begin RECORDS FOR THE EXERCISE

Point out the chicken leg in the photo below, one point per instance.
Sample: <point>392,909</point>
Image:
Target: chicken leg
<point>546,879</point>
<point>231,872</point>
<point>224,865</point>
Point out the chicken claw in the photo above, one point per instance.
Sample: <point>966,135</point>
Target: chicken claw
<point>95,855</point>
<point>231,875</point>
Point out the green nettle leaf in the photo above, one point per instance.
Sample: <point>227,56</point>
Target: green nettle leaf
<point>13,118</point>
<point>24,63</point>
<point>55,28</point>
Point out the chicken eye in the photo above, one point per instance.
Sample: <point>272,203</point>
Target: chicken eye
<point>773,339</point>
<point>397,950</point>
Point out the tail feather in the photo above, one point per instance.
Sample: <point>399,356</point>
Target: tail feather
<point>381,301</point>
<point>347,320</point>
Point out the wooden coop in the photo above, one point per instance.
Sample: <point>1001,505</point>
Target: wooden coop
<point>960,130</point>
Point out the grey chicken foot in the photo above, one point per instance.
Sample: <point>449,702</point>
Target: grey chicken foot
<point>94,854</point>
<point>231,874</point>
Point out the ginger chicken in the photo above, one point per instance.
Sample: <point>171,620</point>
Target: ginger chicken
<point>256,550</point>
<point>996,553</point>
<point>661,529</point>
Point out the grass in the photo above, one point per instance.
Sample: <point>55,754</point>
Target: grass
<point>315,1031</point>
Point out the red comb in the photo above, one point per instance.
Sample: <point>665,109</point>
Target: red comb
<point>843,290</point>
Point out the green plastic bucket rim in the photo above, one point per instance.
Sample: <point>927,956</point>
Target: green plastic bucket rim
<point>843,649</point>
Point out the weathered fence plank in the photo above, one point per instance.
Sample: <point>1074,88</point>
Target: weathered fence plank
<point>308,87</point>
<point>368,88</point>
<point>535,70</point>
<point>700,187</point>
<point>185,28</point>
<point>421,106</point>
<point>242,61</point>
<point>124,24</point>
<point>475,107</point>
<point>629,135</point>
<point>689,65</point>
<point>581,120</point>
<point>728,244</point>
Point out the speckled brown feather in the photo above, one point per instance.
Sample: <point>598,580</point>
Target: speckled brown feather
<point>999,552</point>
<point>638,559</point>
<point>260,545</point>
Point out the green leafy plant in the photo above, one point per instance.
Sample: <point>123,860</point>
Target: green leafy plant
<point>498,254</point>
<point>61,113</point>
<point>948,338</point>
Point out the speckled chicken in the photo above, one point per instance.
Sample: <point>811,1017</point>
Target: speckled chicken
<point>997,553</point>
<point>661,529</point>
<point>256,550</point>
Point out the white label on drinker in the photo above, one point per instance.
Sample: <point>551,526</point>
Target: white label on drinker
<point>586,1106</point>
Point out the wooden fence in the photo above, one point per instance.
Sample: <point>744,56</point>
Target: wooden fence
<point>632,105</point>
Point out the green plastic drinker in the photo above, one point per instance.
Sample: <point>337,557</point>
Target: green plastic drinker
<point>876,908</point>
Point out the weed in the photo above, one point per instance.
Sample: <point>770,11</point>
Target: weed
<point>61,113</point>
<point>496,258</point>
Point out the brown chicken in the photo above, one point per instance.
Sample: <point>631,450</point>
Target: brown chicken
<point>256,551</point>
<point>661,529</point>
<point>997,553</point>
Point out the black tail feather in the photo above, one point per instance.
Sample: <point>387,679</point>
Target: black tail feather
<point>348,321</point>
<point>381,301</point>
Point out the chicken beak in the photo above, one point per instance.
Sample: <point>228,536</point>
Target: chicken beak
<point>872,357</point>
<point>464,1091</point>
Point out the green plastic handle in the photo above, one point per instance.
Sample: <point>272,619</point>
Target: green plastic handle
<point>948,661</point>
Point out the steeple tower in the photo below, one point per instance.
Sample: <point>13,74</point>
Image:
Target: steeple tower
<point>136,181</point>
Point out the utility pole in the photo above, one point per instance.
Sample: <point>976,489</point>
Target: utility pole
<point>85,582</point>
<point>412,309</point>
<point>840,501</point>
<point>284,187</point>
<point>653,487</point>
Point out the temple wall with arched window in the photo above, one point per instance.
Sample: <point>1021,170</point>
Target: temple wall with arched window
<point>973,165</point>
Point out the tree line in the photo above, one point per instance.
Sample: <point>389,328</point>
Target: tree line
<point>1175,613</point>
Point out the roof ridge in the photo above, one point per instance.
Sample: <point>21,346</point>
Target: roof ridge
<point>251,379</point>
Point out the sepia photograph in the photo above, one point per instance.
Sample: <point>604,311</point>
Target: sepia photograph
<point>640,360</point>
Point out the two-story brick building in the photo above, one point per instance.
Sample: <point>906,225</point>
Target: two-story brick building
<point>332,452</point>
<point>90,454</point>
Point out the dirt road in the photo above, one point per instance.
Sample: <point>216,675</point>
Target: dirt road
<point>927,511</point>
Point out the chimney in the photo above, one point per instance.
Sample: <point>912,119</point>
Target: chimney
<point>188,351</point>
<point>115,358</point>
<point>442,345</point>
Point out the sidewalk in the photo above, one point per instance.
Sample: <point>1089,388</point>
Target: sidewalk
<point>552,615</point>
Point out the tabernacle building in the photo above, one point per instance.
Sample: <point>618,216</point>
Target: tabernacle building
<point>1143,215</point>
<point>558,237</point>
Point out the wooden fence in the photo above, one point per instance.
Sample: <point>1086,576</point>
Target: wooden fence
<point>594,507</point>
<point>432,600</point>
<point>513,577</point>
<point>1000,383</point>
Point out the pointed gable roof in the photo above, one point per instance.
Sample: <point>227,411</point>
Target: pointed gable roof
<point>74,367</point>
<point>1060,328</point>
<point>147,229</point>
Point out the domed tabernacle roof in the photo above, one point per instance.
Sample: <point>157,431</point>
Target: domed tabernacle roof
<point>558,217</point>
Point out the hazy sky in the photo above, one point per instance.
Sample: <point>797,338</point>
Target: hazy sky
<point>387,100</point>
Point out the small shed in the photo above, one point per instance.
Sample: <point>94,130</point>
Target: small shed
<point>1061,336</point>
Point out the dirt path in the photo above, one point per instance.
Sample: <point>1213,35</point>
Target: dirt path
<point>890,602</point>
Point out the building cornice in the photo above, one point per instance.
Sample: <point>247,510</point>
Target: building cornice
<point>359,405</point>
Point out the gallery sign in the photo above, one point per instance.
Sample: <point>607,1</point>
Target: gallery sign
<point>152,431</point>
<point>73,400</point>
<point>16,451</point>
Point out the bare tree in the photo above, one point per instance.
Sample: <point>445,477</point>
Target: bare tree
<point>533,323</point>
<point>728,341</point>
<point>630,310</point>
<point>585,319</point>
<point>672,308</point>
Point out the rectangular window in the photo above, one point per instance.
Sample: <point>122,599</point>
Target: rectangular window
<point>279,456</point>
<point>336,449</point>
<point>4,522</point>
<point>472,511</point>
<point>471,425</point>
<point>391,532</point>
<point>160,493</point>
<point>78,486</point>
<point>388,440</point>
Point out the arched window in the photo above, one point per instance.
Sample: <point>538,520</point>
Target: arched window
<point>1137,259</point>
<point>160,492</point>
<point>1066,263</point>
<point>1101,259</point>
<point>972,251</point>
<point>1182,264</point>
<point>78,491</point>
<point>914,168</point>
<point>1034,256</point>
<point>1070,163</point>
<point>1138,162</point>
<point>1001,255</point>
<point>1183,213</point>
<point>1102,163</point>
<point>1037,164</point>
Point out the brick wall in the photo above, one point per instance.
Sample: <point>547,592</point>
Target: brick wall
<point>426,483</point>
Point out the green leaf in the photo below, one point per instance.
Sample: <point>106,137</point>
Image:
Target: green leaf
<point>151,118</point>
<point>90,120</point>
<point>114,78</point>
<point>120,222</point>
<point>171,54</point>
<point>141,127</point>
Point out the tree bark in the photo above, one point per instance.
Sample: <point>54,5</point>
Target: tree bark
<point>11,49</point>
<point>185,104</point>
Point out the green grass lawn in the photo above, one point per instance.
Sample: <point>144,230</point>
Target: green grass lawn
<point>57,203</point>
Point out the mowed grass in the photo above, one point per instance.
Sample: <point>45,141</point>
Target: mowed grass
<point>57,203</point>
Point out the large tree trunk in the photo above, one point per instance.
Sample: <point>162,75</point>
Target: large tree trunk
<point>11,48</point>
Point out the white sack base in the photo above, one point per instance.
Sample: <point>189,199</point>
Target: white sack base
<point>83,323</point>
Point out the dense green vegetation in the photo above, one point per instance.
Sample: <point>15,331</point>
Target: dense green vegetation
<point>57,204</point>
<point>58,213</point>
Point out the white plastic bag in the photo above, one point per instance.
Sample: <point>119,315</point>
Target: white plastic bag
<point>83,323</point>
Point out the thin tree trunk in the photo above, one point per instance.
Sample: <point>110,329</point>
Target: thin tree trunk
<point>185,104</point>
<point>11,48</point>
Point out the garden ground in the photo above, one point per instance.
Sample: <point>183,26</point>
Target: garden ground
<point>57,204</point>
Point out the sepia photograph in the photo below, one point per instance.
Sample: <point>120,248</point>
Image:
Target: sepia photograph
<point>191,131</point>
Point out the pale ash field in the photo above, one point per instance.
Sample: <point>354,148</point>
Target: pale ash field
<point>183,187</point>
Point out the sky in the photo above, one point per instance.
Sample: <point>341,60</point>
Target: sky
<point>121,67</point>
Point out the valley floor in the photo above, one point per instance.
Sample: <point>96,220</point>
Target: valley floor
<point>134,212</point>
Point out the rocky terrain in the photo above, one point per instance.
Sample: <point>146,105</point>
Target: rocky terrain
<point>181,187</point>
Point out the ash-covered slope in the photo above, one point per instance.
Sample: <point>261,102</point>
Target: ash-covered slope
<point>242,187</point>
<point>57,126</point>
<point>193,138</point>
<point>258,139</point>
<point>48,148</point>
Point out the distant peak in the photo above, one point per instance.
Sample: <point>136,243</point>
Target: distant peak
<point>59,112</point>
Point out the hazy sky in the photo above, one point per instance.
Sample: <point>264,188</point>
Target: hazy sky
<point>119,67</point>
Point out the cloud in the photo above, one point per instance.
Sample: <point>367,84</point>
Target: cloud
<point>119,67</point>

end RECORDS FOR THE EXERCISE

WORK TO BE COMPLETED:
Can you output the rows word for word, from the first line through the line containing "<point>231,875</point>", with that line included?

SOLUTION TO THIS TASK:
Point out the chicken leg in the photo below, one point per instance.
Sample: <point>392,909</point>
Image:
Target: chicken leg
<point>546,879</point>
<point>231,872</point>
<point>224,865</point>
Point out the chicken claw in the photo above, one point per instance.
Sample: <point>966,135</point>
Target: chicken claw
<point>95,855</point>
<point>231,875</point>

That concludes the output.